What needs to be done. How many lines in the items below contain the string "geometric"? Reply with the number alone.

Data provided.
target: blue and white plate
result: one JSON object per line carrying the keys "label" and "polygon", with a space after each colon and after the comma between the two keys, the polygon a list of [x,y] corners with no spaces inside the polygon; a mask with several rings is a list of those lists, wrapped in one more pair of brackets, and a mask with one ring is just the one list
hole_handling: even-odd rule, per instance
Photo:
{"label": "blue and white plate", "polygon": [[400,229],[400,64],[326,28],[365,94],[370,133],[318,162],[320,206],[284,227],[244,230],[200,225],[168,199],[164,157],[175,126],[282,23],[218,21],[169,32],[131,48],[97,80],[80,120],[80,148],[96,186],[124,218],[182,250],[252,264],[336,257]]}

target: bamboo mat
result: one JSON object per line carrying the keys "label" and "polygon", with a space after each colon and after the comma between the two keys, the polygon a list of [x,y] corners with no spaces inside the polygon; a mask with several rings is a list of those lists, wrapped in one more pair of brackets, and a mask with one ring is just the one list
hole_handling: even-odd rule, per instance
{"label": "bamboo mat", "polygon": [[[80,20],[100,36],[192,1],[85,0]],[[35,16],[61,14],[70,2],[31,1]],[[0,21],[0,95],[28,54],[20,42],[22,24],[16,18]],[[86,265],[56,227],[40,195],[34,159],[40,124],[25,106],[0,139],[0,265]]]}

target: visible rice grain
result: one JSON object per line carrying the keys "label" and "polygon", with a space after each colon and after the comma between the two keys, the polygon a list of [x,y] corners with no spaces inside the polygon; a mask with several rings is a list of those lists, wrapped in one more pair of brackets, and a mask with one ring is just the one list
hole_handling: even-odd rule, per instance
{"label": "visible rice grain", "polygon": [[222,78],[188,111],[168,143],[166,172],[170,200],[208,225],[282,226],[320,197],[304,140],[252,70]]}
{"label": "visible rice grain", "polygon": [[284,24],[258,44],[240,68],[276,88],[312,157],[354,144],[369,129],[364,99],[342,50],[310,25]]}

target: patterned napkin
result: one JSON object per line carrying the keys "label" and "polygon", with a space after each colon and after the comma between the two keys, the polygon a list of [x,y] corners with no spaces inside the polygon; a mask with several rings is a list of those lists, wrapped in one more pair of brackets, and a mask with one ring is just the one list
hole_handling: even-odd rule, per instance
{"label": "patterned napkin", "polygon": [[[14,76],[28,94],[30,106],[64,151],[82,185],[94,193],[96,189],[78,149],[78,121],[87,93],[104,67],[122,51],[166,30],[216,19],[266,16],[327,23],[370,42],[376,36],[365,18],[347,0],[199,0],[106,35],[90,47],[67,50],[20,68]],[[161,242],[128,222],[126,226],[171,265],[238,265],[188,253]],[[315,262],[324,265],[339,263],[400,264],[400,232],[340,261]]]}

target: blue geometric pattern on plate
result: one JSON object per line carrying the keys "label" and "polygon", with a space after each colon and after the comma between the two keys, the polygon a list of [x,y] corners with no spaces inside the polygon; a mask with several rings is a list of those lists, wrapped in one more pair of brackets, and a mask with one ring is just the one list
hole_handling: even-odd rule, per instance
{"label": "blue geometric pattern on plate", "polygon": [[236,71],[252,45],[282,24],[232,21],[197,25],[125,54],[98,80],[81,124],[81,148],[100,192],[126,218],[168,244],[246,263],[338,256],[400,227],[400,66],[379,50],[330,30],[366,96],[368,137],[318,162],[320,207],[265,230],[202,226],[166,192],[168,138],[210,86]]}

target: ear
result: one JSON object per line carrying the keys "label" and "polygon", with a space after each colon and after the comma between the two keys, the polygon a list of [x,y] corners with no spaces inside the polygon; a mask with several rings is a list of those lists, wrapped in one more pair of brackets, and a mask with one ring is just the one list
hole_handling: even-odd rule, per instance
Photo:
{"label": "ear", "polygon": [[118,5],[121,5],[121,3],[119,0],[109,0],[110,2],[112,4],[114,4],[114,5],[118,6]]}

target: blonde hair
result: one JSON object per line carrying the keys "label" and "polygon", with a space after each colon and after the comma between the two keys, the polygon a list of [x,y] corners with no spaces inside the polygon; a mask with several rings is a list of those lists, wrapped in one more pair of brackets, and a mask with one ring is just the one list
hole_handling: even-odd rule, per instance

Completed task. 2